(Image-grounded pointing data)

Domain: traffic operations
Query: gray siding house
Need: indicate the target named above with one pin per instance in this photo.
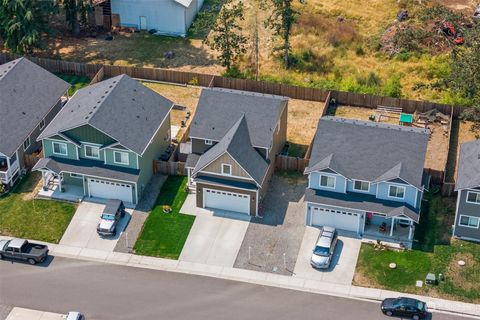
(235, 136)
(467, 217)
(30, 97)
(103, 142)
(366, 178)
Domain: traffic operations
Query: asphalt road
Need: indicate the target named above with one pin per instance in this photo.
(103, 291)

WORK TO COMPLETE => The answer must match the entries above line for line, with the pictures dropped.

TASK ANSWER =>
Domain: traffic operations
Query: gray siding house
Need: indicate the target named above with one pin per instance in this photo.
(235, 136)
(467, 217)
(30, 97)
(103, 142)
(366, 178)
Domain: traffic operations
Query: asphalt road
Need: indicate the target named above with one pin per instance in this photo.
(103, 291)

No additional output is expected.